▸ **ARTICLE**
(begin)
A CBS broadcast affiliate in Seattle aired new accusations emerging from the Central American nation, where members of a presidential advance team one year ago reportedly were seen by a government subcontractor paying for sex at a strip club and taking escorts back to their hotel rooms.

They are the latest claims to hit the presidential protection force still reeling from a Colombia sex scandal that saw eight agents dismissed, and follow revelations that three U.S. Marines and a State Department employee were punished for involvement with a prostitute in Brazil.

"Right now they have begun to question supervisors that were on the ground, personnel attached to the embassy," Representative Sheila Jackson Lee told CNN after a briefing with under-fire Secret Service director Mark Sullivan.

"They have not completed an investigation, but they really need more facts and they really are seeking for anyone who would come forward."

The Secret Service sent a memo to members of Congress Thursday saying it was looking into the allegations, and any credible information "will be followed up on in an appropriate manner," a congressional source told Agence France Presse.

KIRO 7 Eyewitness News quoted a subcontractor who worked "extensively" with the Secret Service advance team and some military specialists, and spent time with them at a popular San Salvador strip club days before President Barack Obama's trip to the country in March 2011.

"Our witness tells us he repeatedly saw the Secret Service agents exchange money for sexual favors within the club, and on at least two occasions, those agents took escorts back to their hotel rooms," Chris Halsne, the investigative reporter who broke the story, said on CBS.

He also said the club owner verified that Secret Service agents had been there that week.

The White House was mum on the allegations.

"I simply don't have anything for you on that from here," Obama spokesman Jay Carney told reporters.

Asked whether the president previously knew of the claims, he said: "I don't know that any of us were aware of it until we read newspaper reports."

While the Pentagon is investigating 12 military personnel allegedly involved in the Colombia events, Defense Secretary Leon Panetta said "there's no investigation ongoing" regarding the El Salvador accusations.
(end)
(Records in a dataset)
(begin)
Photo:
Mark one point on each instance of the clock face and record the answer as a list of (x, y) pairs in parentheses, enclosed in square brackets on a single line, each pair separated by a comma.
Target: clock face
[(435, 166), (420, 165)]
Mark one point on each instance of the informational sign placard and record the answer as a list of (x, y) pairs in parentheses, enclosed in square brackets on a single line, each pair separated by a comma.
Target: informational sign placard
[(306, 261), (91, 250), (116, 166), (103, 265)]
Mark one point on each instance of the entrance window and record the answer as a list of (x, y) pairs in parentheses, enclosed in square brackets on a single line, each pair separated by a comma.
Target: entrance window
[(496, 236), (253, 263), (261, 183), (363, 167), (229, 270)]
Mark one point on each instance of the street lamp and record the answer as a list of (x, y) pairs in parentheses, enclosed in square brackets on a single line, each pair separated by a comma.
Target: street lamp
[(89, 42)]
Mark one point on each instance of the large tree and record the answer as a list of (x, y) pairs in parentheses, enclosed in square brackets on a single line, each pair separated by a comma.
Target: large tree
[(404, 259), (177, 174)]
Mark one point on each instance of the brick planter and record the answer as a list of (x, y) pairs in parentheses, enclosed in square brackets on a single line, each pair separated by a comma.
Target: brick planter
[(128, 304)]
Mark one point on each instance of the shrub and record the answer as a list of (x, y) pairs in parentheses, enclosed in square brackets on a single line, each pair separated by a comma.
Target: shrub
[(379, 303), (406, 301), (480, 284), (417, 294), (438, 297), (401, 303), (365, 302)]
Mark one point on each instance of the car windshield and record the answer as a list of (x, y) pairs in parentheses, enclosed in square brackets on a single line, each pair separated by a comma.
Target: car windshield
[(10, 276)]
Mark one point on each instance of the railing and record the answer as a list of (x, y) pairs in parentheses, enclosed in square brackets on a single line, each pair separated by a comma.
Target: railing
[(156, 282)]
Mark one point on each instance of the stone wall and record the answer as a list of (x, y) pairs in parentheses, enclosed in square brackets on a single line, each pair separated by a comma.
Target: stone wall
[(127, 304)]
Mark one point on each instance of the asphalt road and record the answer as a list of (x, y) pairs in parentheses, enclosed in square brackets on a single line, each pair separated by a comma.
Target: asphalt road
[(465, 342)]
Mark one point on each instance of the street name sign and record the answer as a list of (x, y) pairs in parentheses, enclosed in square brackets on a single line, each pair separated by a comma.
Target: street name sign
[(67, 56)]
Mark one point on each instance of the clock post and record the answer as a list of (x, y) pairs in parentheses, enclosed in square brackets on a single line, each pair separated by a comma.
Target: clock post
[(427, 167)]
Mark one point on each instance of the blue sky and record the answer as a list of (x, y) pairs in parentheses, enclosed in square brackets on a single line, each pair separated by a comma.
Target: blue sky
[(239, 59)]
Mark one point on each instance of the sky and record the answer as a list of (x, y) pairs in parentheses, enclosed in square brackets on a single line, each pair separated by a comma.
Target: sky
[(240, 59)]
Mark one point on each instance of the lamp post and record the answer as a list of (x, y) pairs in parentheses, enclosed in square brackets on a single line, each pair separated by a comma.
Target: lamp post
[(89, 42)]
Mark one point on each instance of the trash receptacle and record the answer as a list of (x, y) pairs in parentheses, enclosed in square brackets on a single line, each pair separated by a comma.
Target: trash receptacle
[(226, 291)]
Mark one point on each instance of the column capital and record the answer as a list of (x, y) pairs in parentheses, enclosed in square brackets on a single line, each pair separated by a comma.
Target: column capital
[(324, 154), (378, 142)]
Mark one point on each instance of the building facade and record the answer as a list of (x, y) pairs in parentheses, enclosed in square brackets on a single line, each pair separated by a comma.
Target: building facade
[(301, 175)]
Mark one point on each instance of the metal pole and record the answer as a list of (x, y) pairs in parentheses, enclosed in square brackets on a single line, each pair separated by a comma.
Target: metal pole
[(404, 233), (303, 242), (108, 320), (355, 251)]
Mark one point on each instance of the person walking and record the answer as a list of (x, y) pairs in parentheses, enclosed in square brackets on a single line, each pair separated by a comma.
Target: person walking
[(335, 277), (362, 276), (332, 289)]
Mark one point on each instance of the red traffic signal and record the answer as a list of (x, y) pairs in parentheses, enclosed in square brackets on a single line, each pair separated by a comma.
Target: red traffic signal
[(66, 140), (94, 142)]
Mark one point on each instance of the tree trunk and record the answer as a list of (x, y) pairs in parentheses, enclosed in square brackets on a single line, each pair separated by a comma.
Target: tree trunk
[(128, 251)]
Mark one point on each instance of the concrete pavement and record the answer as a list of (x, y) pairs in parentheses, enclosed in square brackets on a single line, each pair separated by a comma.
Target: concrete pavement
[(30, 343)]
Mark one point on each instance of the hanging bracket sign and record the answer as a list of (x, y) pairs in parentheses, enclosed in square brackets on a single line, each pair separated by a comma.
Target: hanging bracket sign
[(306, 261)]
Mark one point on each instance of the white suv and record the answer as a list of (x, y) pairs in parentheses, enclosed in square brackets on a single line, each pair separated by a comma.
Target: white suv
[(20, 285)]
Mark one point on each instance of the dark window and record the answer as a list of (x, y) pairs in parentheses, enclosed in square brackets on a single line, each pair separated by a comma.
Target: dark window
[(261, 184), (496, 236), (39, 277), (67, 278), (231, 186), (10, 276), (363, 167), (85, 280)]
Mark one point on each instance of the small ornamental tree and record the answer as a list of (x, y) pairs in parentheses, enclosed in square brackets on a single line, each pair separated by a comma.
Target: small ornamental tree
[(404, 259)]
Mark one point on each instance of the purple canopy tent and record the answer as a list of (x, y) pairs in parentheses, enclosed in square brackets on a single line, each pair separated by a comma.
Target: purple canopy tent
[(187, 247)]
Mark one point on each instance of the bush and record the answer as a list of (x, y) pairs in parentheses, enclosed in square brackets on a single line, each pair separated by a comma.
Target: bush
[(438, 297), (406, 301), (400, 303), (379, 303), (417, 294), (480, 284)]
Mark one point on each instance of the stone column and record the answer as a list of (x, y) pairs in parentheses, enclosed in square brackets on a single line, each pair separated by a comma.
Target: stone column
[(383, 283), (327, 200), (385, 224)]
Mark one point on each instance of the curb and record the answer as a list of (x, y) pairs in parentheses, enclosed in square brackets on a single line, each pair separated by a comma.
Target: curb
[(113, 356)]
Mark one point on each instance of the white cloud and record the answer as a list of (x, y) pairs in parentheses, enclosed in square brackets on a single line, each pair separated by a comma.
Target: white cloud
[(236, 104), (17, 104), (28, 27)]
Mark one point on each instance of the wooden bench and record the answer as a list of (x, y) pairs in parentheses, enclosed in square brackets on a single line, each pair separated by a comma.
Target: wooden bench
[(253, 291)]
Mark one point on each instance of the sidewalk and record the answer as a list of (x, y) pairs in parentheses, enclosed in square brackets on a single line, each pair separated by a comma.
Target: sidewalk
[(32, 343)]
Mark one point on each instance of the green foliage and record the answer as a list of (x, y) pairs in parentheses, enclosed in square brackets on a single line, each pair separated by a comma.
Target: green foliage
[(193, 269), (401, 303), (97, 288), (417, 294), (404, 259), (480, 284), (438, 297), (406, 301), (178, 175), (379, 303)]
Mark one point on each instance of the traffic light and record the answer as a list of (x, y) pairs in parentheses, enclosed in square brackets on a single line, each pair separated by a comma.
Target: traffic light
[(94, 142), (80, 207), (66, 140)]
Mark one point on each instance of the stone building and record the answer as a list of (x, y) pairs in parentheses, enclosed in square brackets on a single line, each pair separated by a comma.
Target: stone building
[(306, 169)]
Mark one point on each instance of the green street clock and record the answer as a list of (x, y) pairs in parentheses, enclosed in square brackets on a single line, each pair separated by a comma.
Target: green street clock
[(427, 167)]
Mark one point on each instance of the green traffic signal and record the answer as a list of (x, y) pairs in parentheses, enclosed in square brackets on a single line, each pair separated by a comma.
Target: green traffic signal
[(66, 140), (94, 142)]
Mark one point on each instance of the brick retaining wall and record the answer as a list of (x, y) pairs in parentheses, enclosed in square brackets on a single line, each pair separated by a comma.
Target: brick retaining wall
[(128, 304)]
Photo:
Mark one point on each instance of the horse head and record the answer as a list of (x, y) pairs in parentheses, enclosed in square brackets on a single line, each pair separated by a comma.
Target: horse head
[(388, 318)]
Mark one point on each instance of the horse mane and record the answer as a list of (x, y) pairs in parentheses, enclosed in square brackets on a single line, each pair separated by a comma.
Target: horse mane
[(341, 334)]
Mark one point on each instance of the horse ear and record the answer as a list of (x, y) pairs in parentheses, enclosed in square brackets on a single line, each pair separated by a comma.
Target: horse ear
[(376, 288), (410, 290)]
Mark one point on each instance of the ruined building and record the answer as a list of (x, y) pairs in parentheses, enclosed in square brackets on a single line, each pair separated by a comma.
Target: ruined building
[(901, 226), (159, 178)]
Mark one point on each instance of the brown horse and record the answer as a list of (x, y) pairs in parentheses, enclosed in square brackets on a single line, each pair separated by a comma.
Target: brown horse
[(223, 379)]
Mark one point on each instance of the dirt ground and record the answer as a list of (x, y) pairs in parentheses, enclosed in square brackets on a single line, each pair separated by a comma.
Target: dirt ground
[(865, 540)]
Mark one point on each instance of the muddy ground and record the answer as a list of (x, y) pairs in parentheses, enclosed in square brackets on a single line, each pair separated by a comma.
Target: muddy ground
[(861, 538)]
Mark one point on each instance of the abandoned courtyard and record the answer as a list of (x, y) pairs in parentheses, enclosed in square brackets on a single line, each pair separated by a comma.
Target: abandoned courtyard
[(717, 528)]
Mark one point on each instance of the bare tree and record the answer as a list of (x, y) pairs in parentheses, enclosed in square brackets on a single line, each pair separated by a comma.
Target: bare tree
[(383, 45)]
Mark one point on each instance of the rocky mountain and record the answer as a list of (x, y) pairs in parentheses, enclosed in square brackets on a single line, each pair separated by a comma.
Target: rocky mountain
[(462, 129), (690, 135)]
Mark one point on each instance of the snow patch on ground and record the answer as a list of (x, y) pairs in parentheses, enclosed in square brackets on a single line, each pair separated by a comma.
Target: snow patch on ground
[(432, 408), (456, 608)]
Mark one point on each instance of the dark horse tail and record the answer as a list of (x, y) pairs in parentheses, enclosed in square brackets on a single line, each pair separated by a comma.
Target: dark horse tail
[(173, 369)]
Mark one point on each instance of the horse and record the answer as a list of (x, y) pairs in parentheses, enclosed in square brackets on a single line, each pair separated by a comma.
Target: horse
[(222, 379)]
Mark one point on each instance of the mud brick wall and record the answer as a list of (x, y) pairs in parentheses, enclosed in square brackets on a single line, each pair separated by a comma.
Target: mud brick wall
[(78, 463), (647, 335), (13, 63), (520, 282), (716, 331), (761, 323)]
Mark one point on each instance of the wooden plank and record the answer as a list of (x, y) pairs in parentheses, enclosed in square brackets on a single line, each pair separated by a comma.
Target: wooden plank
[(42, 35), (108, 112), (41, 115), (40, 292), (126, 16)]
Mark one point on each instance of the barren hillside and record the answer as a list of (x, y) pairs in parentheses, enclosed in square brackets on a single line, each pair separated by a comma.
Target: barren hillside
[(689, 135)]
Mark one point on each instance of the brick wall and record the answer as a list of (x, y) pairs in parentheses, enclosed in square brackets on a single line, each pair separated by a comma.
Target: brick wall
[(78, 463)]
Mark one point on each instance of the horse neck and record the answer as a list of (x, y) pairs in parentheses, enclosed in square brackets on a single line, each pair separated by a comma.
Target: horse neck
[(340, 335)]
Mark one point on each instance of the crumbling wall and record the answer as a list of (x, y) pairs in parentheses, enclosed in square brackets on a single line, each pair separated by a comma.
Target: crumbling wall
(end)
▸ **TO DO**
a. Write out the passage of the Secret Service article from "They are the" to "Agence France Presse.".
b. Answer these questions using the Secret Service article:
(i) How many agents were dismissed over the Colombia sex scandal?
(ii) In which city was the strip club the subcontractor visited with the advance team?
(iii) Who was the Obama spokesman who spoke to reporters?
c. Continue the Secret Service article from where it stops.
The data has no connection to the Secret Service article.

▸ **RESPONSES FOR EACH TASK**
a.
They are the latest claims to hit the presidential protection force still reeling from a Colombia sex scandal that saw eight agents dismissed, and follow revelations that three U.S. Marines and a State Department employee were punished for involvement with a prostitute in Brazil.

"Right now they have begun to question supervisors that were on the ground, personnel attached to the embassy," Representative Sheila Jackson Lee told CNN after a briefing with under-fire Secret Service director Mark Sullivan.

"They have not completed an investigation, but they really need more facts and they really are seeking for anyone who would come forward."

The Secret Service sent a memo to members of Congress Thursday saying it was looking into the allegations, and any credible information "will be followed up on in an appropriate manner," a congressional source told Agence France Presse.

b.
(i) Eight
(ii) San Salvador
(iii) Jay Carney

c.
Two days earlier, he said three U.S. Marines and an embassy staffer in Brazil "were severely punished" and sent home over an incident involving a prostitute, another potential black eye in the broadening scandal.

The events in Colombia, where agents allegedly brought sex workers back to their hotel rooms in Cartagena, have brought deep embarrassment to the agency in an election year.

At a Senate hearing Wednesday, Homeland Security chief Janet Napolitano said she and Obama had full confidence in Sullivan, but pledged to "leave no stone unturned" in her investigation.

Napolitano said she found no evidence of an agency-wide problem, insisting there have been no complaints of similar misbehavior at any time during the past two and a half years, a period during which the agency provided protection on more than 900 foreign trips and 13,000 domestic trips.

But should the El Salvador allegations hold up, it would put the entire culture of the service under even greater scrutiny.

"If these allegations are true, the behavior is absolutely unacceptable," Jackson Lee said.

She said Sullivan had begun putting together a "working group that's going to deal with this issue of culture" and was restricting agent behavior.

"The agency will say no foreign nationals will be allowed in your room," the congresswoman said, and "it will be absolutely illegal in terms of your job for you to in essence attend or be associated with any place of bad acts."

The strip club owner made clear he hosted other US officials too, including embassy staff and FBI and Drug Enforcement Administration agents.

The State Department said Thursday it will inquire with its embassy about the allegations.